Work item: Please restate word for word, and with nothing added, the lines that run from the one holding "Identify one keypoint per instance of the gable" to the end of the entries below.

[Start of section]

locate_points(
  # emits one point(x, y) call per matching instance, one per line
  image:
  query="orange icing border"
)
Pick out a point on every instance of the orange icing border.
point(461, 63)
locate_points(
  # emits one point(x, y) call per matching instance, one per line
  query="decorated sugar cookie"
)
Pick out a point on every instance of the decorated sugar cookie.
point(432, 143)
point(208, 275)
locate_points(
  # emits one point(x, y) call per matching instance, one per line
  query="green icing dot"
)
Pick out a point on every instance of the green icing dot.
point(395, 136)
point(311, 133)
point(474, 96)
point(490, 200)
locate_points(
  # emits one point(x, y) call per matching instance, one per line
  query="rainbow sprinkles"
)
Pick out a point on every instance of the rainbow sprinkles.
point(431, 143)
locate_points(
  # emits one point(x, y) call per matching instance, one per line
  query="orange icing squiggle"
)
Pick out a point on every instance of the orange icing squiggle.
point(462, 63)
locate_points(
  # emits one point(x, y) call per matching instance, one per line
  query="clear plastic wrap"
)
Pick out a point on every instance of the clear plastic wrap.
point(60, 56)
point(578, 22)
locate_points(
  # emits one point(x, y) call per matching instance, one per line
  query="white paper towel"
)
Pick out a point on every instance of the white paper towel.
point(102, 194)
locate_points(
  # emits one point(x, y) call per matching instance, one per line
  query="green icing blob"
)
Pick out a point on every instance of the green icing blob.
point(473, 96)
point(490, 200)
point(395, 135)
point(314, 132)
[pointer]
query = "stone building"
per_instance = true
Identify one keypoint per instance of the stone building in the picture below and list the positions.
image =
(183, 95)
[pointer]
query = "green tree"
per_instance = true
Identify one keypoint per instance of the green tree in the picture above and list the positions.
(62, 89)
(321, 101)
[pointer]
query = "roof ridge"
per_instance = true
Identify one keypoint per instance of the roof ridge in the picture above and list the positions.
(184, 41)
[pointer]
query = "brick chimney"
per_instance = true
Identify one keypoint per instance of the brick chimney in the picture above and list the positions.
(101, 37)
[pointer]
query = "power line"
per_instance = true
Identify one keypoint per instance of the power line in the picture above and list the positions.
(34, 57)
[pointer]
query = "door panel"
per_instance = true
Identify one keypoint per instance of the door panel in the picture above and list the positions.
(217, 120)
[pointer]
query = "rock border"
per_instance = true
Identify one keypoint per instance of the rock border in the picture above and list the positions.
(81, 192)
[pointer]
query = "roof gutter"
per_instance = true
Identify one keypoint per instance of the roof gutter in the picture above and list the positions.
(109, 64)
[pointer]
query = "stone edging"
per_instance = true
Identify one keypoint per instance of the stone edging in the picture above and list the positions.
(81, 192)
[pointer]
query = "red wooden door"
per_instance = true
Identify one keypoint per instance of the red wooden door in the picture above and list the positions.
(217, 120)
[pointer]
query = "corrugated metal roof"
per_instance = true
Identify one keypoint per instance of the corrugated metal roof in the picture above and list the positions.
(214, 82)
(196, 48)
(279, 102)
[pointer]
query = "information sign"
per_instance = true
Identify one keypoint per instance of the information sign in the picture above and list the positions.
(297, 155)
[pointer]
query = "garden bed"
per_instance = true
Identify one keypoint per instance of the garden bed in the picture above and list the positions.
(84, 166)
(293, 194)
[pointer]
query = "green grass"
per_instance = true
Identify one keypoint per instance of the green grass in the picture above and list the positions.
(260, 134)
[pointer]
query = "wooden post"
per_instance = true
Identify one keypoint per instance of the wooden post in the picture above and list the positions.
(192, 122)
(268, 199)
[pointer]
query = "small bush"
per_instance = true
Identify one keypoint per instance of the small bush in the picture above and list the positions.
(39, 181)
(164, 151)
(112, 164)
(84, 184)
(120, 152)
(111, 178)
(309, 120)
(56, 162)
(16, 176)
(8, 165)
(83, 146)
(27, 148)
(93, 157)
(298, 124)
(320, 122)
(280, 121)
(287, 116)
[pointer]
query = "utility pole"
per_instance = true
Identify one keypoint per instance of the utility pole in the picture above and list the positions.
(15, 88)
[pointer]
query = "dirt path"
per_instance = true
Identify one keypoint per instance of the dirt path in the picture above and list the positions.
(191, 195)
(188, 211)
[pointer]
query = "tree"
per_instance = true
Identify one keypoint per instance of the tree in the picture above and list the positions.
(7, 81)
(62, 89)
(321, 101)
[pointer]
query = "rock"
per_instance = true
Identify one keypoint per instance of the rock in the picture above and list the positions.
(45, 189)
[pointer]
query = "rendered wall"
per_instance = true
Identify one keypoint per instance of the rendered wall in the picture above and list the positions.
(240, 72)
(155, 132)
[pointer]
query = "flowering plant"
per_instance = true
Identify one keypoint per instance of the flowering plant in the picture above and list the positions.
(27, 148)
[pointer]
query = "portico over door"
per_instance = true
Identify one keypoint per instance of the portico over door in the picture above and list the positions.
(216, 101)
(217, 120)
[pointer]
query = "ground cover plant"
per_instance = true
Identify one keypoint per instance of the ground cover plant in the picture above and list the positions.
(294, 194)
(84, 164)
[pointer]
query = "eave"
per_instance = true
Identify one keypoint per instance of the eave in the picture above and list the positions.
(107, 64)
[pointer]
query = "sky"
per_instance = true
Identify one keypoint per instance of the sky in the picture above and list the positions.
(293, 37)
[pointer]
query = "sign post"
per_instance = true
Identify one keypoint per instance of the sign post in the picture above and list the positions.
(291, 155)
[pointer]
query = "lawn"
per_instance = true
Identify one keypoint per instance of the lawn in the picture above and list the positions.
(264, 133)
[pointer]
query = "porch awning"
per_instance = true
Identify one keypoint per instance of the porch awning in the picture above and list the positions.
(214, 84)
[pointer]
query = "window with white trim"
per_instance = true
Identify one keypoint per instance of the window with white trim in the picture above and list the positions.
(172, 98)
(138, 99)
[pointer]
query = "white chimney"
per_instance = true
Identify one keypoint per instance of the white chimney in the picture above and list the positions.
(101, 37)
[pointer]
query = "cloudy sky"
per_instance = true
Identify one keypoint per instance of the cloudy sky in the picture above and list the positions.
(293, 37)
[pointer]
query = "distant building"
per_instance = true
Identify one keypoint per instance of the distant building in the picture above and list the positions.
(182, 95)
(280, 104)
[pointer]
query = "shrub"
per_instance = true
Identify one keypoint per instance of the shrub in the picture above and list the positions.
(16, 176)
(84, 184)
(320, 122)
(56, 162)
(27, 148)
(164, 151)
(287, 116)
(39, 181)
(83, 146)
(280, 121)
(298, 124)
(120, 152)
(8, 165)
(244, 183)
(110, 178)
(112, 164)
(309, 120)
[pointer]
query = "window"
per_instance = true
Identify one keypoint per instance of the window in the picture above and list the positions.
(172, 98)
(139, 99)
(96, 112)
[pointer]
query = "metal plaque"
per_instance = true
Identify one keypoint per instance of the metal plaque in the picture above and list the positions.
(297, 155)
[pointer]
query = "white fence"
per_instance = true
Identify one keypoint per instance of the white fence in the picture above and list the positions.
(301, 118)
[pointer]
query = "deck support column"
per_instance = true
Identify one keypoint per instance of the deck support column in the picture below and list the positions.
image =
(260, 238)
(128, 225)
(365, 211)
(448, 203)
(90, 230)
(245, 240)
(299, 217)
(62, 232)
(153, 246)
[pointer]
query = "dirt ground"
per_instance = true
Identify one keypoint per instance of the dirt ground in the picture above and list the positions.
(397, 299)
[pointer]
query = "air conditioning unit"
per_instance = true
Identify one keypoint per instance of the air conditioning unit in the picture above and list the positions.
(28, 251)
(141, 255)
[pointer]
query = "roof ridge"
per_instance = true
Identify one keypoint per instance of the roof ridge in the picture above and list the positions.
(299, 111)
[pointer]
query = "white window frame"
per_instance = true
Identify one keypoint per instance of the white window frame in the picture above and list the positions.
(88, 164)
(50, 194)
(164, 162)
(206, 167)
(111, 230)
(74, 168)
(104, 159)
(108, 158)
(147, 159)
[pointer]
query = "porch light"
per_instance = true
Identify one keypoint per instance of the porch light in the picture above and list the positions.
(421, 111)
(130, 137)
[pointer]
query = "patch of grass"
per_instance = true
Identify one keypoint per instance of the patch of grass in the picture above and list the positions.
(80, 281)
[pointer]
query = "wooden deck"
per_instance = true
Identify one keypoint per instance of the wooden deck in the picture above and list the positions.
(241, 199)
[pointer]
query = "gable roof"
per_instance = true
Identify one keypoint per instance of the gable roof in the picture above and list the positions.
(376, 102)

[End of section]

Exercise response:
Identify one keypoint per instance of the gable roof in the picture above and list the positions.
(376, 102)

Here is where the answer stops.